Task requirements: Take the entries below and print only the lines from the one with "Could you please outline every instance of the hazy" through the one with "Could you please outline every instance of the wing", exactly as they stand, both ends included.

Records for the exercise section start

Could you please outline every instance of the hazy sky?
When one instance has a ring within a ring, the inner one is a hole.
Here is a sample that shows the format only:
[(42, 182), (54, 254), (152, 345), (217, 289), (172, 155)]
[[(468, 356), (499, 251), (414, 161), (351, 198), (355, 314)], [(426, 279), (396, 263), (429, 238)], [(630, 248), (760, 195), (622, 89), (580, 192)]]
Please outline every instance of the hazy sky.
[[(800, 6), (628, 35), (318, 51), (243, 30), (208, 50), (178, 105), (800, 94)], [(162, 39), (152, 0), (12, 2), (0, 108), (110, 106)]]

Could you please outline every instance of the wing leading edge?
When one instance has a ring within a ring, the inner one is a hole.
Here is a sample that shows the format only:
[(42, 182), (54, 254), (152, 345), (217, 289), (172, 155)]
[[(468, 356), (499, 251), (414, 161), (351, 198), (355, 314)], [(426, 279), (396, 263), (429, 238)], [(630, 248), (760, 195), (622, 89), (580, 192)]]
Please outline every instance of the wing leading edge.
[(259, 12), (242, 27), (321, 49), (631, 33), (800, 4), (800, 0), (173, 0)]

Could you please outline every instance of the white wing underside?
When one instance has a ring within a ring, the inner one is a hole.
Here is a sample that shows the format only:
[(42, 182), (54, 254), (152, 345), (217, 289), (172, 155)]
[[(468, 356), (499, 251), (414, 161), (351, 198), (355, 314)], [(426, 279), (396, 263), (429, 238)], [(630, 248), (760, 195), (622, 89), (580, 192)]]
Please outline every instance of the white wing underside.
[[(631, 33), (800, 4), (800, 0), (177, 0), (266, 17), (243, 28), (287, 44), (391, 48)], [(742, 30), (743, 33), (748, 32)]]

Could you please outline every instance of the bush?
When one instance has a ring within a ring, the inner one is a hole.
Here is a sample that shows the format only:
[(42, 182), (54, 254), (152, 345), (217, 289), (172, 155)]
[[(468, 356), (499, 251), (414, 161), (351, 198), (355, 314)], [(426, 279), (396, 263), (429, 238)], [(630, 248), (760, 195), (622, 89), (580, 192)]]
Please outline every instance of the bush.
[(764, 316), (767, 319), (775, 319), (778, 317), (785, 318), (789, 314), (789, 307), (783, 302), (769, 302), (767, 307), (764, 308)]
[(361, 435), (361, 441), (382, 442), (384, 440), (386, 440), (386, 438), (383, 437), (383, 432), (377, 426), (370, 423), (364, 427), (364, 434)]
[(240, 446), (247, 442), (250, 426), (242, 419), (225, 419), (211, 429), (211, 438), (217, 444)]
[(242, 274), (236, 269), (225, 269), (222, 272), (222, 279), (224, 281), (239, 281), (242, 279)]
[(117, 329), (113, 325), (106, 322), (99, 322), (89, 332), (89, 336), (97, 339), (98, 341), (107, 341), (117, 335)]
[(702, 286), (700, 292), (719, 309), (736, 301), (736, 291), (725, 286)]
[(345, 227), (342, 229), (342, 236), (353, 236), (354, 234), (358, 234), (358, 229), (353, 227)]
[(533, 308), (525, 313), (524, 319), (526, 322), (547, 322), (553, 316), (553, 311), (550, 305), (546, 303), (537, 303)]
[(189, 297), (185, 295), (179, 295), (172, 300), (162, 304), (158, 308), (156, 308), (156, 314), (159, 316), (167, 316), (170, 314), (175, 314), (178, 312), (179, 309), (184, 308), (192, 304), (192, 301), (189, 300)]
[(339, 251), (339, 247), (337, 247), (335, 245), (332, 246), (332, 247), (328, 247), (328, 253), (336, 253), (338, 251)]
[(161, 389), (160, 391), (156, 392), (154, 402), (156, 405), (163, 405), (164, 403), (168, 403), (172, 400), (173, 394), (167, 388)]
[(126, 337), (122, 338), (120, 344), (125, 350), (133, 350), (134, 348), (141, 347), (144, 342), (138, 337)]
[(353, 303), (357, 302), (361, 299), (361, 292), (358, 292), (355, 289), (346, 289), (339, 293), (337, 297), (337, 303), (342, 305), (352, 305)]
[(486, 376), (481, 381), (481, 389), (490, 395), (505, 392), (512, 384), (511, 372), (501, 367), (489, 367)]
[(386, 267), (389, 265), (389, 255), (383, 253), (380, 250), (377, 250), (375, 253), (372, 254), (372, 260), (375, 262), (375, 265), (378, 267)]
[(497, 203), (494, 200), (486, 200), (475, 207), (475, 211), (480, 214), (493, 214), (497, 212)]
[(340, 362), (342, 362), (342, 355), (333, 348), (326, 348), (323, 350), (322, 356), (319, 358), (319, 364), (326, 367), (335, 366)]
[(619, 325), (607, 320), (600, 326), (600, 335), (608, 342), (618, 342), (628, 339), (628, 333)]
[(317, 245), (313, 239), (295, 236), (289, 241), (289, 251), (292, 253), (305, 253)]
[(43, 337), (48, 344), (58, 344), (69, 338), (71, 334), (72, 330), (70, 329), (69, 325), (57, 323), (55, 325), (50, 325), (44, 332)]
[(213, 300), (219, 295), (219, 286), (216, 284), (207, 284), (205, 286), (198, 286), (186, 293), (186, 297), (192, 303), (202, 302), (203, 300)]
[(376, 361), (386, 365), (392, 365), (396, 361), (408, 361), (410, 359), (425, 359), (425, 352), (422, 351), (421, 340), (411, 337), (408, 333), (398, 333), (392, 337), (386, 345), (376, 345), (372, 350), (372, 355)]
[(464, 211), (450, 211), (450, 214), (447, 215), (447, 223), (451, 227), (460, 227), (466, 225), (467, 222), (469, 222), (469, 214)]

Records for the exercise section end
Records for the exercise section start

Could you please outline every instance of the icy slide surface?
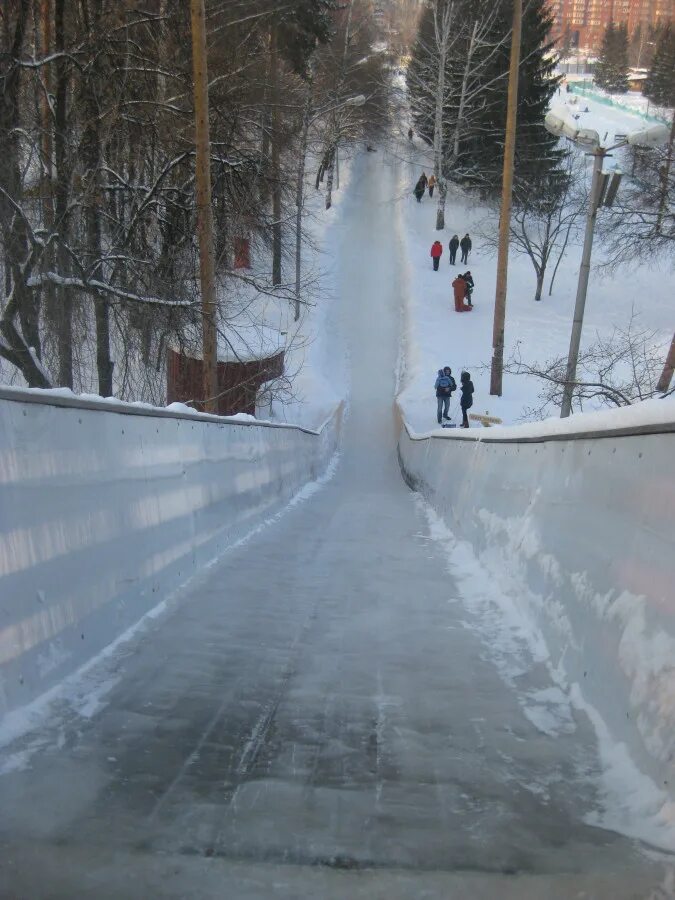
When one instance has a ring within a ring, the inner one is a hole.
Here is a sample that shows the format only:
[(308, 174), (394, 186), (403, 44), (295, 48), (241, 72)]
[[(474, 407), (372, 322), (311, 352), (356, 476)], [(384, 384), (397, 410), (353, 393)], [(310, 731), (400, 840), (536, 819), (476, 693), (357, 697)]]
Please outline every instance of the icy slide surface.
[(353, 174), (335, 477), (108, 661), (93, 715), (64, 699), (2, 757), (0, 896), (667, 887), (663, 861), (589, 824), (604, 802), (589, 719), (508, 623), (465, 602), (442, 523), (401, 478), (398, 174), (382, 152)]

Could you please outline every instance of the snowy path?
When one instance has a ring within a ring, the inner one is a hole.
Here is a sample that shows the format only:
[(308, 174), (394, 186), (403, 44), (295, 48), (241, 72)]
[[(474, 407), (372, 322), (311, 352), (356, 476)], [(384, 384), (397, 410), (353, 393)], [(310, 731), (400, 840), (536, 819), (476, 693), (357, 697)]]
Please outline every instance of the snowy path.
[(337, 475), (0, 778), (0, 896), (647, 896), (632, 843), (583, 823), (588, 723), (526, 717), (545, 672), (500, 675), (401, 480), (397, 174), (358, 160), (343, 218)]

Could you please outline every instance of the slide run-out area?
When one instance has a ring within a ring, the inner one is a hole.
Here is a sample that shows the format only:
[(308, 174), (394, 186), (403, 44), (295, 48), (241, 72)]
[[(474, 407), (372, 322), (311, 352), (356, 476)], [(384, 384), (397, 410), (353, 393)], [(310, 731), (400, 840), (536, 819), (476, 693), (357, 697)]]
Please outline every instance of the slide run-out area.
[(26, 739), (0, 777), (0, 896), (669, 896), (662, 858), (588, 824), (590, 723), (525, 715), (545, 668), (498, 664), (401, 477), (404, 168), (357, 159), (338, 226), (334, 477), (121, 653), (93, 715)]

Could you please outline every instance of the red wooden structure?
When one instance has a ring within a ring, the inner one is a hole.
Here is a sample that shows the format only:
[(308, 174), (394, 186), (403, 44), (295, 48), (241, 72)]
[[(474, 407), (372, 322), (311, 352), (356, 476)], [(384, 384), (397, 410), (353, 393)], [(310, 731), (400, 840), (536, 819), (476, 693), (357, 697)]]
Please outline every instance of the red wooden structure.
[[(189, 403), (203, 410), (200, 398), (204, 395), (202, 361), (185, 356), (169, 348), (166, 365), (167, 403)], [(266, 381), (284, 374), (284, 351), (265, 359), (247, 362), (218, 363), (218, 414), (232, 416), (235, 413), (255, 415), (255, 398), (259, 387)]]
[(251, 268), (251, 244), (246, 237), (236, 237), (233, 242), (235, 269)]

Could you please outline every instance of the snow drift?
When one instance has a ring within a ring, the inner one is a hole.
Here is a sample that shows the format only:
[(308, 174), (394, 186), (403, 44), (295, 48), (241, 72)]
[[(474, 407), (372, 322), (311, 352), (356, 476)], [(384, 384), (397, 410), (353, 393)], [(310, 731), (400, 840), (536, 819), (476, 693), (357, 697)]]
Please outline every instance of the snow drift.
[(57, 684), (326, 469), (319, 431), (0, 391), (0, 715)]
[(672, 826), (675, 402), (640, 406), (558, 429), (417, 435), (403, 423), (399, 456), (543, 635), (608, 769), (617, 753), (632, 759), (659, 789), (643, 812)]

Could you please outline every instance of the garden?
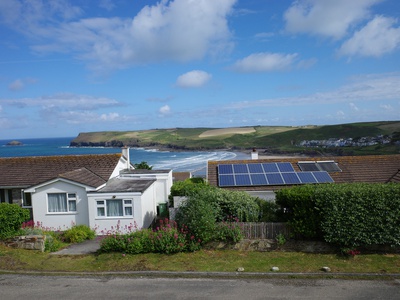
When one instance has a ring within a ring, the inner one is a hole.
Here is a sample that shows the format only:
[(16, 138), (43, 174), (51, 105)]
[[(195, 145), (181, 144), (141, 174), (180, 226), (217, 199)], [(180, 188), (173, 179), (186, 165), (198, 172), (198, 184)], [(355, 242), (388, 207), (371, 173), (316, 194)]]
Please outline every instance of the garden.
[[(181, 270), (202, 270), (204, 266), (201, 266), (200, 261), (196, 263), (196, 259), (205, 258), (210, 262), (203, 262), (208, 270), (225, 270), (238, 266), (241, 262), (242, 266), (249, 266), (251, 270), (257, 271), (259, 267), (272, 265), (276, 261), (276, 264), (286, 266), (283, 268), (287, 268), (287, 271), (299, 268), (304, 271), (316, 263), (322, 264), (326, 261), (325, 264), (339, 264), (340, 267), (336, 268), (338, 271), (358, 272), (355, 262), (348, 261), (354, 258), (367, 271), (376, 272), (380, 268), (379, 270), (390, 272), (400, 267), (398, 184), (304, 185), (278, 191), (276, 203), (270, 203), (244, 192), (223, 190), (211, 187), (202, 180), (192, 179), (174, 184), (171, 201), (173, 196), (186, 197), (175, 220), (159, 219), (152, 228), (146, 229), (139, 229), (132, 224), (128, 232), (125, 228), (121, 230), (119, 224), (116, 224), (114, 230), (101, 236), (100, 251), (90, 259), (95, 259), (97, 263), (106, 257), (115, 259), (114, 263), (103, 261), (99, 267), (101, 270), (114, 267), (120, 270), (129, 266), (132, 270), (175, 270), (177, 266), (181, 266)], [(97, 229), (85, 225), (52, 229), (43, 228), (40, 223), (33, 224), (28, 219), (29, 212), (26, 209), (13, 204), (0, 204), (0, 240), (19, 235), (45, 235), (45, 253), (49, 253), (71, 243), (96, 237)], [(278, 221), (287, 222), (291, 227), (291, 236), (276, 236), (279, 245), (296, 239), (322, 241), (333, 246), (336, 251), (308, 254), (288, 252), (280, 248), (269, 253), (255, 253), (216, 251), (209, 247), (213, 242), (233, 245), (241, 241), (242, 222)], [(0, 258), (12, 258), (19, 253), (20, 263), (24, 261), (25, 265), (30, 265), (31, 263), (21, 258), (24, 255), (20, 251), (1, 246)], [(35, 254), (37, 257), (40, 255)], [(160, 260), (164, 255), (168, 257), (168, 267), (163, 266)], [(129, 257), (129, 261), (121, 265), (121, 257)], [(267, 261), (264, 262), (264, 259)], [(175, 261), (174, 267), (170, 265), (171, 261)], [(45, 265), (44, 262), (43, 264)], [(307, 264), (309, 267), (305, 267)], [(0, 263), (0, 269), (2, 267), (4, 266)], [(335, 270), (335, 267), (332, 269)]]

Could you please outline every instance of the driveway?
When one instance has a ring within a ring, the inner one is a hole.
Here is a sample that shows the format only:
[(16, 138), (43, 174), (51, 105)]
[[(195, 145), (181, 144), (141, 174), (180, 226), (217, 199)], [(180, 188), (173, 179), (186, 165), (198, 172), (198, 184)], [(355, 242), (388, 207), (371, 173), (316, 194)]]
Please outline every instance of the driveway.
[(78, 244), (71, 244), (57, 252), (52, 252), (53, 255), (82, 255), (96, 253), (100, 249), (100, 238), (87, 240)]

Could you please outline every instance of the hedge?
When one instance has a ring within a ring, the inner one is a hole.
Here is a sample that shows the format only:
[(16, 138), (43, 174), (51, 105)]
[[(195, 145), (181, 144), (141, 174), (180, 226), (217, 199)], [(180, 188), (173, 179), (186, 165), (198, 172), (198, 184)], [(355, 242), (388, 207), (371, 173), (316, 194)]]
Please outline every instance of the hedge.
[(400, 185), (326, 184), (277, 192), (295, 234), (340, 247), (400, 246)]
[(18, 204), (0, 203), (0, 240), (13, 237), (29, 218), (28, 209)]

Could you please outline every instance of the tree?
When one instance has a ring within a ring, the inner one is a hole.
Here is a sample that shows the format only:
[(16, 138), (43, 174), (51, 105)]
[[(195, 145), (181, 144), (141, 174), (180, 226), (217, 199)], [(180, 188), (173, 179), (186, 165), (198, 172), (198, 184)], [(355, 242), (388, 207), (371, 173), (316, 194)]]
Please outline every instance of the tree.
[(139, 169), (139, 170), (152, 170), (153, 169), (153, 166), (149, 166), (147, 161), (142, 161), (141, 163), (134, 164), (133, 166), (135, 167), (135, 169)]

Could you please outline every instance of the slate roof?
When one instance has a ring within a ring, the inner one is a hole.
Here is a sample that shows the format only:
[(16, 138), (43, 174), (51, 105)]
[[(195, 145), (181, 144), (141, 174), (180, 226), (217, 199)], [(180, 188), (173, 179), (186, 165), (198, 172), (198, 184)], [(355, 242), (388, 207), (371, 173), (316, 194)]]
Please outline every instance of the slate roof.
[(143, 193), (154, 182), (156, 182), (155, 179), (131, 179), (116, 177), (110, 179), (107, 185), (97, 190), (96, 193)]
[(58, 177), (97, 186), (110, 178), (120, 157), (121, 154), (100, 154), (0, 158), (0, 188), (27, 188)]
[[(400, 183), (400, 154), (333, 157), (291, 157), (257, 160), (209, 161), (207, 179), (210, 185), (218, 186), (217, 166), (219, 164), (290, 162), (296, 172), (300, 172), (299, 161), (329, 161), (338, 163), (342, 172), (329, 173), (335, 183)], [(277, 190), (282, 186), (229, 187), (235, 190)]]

Records for the exercise section end

Exercise response:
Could you please outline every instance of the hazy sky?
When one instance has a ring within a ring, the inner one is a hole.
Here is a sample that shows the format only:
[(42, 182), (54, 254), (152, 345), (217, 289), (172, 155)]
[[(468, 356), (499, 251), (414, 161), (351, 198), (355, 314)], [(426, 279), (396, 263), (429, 238)], [(630, 248), (760, 195), (622, 89), (580, 192)]]
Please outline every instance of the hazy sky.
[[(800, 6), (628, 35), (318, 51), (243, 30), (208, 50), (178, 105), (800, 94)], [(162, 39), (152, 0), (12, 2), (0, 108), (110, 106)]]

Could you please outline every instance of the wing leading edge?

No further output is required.